> DIRECTIONS
Repeat the data word for word. Do not include the pictures.

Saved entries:
↓

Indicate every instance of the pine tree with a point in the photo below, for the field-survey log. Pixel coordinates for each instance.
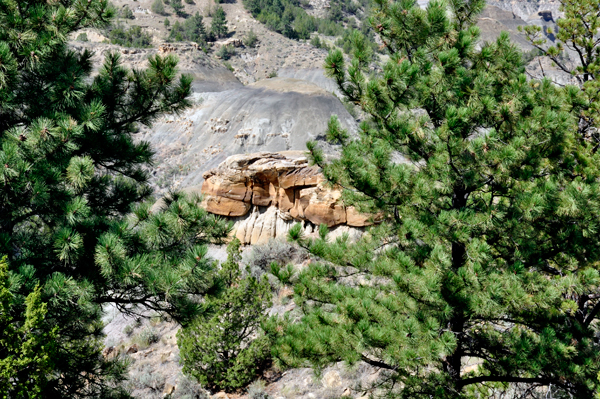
(178, 7)
(577, 52)
(488, 251)
(26, 351)
(218, 25)
(225, 348)
(74, 216)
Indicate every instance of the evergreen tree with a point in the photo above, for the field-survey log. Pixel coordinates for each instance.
(26, 350)
(73, 186)
(225, 348)
(488, 250)
(218, 25)
(178, 7)
(578, 37)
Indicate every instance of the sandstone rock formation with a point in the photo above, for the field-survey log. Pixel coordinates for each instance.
(269, 192)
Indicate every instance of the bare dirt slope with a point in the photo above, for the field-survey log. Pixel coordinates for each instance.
(271, 115)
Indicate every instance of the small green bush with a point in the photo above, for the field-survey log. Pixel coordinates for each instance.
(251, 40)
(257, 390)
(147, 337)
(132, 37)
(128, 330)
(127, 13)
(225, 52)
(157, 7)
(217, 348)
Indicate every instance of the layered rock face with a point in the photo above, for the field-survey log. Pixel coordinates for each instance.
(268, 192)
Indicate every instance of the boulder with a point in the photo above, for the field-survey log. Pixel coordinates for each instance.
(269, 192)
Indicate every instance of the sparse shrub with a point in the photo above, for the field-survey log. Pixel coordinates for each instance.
(192, 29)
(278, 251)
(217, 348)
(147, 337)
(127, 13)
(218, 25)
(187, 388)
(251, 40)
(225, 52)
(257, 390)
(178, 8)
(157, 7)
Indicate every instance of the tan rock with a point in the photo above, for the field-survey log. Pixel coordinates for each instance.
(286, 199)
(226, 207)
(284, 182)
(332, 379)
(357, 219)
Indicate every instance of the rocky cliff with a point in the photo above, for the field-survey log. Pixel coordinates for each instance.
(267, 193)
(278, 114)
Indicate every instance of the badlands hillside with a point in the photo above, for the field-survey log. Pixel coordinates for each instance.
(252, 116)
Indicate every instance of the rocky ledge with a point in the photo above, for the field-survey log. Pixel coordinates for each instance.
(268, 192)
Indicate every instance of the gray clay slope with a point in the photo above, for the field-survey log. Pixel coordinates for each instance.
(276, 114)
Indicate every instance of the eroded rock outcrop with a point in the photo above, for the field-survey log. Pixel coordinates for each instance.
(269, 192)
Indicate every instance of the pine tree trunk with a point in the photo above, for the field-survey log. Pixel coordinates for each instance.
(456, 324)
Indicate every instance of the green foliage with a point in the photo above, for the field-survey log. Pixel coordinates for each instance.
(133, 36)
(157, 7)
(225, 52)
(490, 200)
(82, 37)
(127, 13)
(291, 20)
(225, 349)
(74, 216)
(251, 40)
(192, 29)
(178, 7)
(27, 349)
(579, 32)
(218, 26)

↑

> EXERCISE ANSWER
Indicate every instance of the pine tree with a point in the photo below, for the field-survey log. Pixel coordinates for each instance.
(178, 7)
(577, 52)
(488, 251)
(26, 351)
(218, 25)
(225, 348)
(74, 216)
Indicate every instance of the evergreen tree with a point in the photo above, for the field-survey log. Pixel coordinates for each instance.
(26, 350)
(73, 186)
(225, 348)
(488, 250)
(218, 25)
(178, 7)
(578, 37)
Indicate every instance of the sandstone rock formation with a point in the photo above, for the field-survey log. Pixel coordinates for each instance.
(269, 192)
Indicate every instance of the bare dirt slope with a point in the photo above, for the field-survey log. Pixel coordinates for each instance.
(271, 115)
Indicate every instance of the small green bush with a point in the photo above, for the field-survey log. Pixel coordinates for each instance.
(251, 40)
(257, 390)
(147, 337)
(132, 37)
(128, 330)
(127, 13)
(225, 52)
(157, 7)
(217, 348)
Indicate every instance of the layered rock face with a point in the photo above, for the field-survey log. Pixel coordinates for each instance.
(268, 192)
Indicate every instance of the boulder with a point in the photo above, for the field-survey log. Pixel coordinates for each instance.
(269, 192)
Indicate every instance of the sparse shrub with a point in the photo above, for the field-survey log. Pixel coordinates for each instance.
(192, 29)
(278, 251)
(217, 348)
(147, 337)
(127, 13)
(218, 25)
(187, 388)
(251, 40)
(225, 52)
(257, 390)
(178, 8)
(157, 7)
Indicate every instance of the tan rock with a point in the photo above, for the field-survey log. Pixel coordinates for each instance.
(286, 199)
(226, 207)
(284, 182)
(332, 379)
(357, 219)
Indicate every instance of the rocky cliff with a point in the photo above, for the field-survey log. Pixel coordinates for each instance.
(267, 193)
(278, 114)
Indicate every instance of the badlands hillside with a point in the photo above, for the field-survey log. Pixel coordinates for each instance.
(252, 116)
Indicate every instance of the rocky ledge with a point in the photo above, for the field-survey log. Pixel coordinates for each instance.
(268, 192)
Indicate every instance of the gray clay slope with a point in the photo above, for the field-survey log. Pixel coordinates for each instance.
(276, 114)
Indicate every instance of the eroded rock outcrop with a point in the photo above, for the field-survey log. Pixel coordinates for each instance.
(269, 192)
Indicate every instance of the pine tree trunk with a point in the photo above, for the field-survey log. Pixel coordinates for each instance.
(456, 324)
Indicate every instance of the green foliage with a point in the photo above, for the field-survey log. Pixel coordinates for each instance.
(133, 36)
(157, 7)
(225, 52)
(490, 200)
(82, 37)
(127, 13)
(291, 20)
(225, 349)
(74, 216)
(251, 40)
(192, 29)
(178, 7)
(27, 349)
(579, 32)
(218, 26)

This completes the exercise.